▸ **EXCERPT**:
--- BEGIN ---

I agree with Vince for the most part. Single flute cutters are easier to calculate for and have a lot more flute volume. Additionally, you don’t have to worry as much about runout changes as you are only really dealing with it when you engage the material and in some direction changes (not counting dimensional accuracy just chip and forces). In multi-flute tools especially with low chiploads and/or small diameters it becomes a much larger issue. This is mostly due to the fact that you can have variable chipload per flute where runout is added or subtracted based on the location of runout relative to the flutes. Helix and pass depth complicates it further…

The flute volume is the amount of room you have in the inside of the flute. The more flutes you have the more this has to be scaled back to leave enough core to have any strength left in the tool. The more flute volume the faster you can cut without choking the tool and the more you can tolerate uncleared chips. Doesn’t solve the uncleared chip problem though, especially when multi-pass slotting.

One of the problems with all tooling including single flutes is that there are a wide swath of geometries for them (helix, rake, margin, core, etc). Oh, and an “O flute” label can be counted on meaning precisely nothing anymore. In my opinion it’s original meaning (type of chip, center, and high rake) has been lost in the marketing drive.

Core is a big one to watch for in this case and potentially part of the issue. This is basically the percent of blank material left from the nominal cutter diameter. The problem is that it’s a lot easier to just cut a huge chunk out of the blank to make the flute than to compensate for everything else. This has resulted in some tooling so extreme that I personally refer to them as ribbon cutters (because they look like a twisted ribbon of carbide). Those will cut soft material fine…most of the time. But move into metal or tough composites and it will deflect a lot more than tool with more core left.

Rake and helix can also be an issue as they effect both the strength and sear of the tool

Unfortunately, all of the above basically means the single flute tools are good from a simplicity of cut calculation, and tolerance to runout and uncleared material. However, they are just as complicated when it comes to everything else. So you can still end up with a tool that will work great in one material and horrible for another.

My stab at this specific cut, without knowing the tool geometry, would be to run the tool at a minimum of 0.001" chipload and scale back the per pass to whatever is needed to minimize deflection. RPM will be more dependent on geometry but the worst I’ve ever seen for carbide in 6061 is 600 SFM (9,168 for 1/4"). Assuming a decent edge and enough rake you should be pretty good to 800 SFM (12,224 or 1/4"). Good geometry with good edges will depend on what they are targeting for. At the very least also clear the chips between passes. I’d also switch to blue tape and CA or hard clamping for hold down. I’m probably a bit bias there though with as many issues as I’ve had with flexible mounting allowing material to move while cutting.

One last thing I would change is to split the pass depth into even passes. I primarily recommend this as the deflection is linked to MRR. So if you have a final pass that is less than all the previous ones you will deflect less basically rubbing the tool to one side. How much this matters depends on the system, total deflection, engagement time, etc. But it’s an easy step to avoid a potential issue.

--- END ---

▸ **TASK DETAILS**: Reproduce the part of the single-flute cutter post that runs from "Unfortunately, all of" up to and including "horrible for another.".

▸ **EXTRACTED INFORMATION**:
--- BEGIN ---

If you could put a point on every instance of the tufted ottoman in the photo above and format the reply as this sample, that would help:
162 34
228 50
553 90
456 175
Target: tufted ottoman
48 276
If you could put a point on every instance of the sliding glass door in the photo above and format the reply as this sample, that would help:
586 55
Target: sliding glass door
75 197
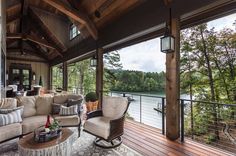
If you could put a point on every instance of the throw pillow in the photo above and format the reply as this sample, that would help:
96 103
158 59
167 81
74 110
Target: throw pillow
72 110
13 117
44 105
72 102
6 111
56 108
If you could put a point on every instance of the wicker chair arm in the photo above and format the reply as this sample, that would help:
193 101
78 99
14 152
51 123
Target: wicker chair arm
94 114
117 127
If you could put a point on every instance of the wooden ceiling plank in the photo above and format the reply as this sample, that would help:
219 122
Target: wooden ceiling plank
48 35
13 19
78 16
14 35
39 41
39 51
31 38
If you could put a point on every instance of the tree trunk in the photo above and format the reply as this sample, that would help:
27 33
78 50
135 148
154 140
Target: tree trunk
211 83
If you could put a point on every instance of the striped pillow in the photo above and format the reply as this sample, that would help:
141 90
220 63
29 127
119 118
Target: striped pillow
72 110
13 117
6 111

--- END ---
--- BEGIN ---

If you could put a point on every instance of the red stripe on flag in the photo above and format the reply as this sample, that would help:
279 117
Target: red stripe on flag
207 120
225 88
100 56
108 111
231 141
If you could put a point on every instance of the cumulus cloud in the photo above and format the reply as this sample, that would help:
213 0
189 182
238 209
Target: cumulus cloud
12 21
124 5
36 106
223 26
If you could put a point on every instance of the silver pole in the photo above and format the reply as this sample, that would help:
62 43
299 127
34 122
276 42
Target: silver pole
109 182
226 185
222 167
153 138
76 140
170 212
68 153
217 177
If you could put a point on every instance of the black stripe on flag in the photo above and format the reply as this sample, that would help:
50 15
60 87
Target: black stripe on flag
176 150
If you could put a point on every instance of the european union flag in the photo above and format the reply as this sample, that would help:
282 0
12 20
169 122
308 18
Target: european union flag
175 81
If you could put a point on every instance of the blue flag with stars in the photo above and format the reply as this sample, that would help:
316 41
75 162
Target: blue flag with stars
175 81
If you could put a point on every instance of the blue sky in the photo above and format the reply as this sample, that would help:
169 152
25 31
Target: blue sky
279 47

--- END ---

▸ **EXERCISE RESULT**:
Unfortunately, all of the above basically means the single flute tools are good from a simplicity of cut calculation, and tolerance to runout and uncleared material. However, they are just as complicated when it comes to everything else. So you can still end up with a tool that will work great in one material and horrible for another.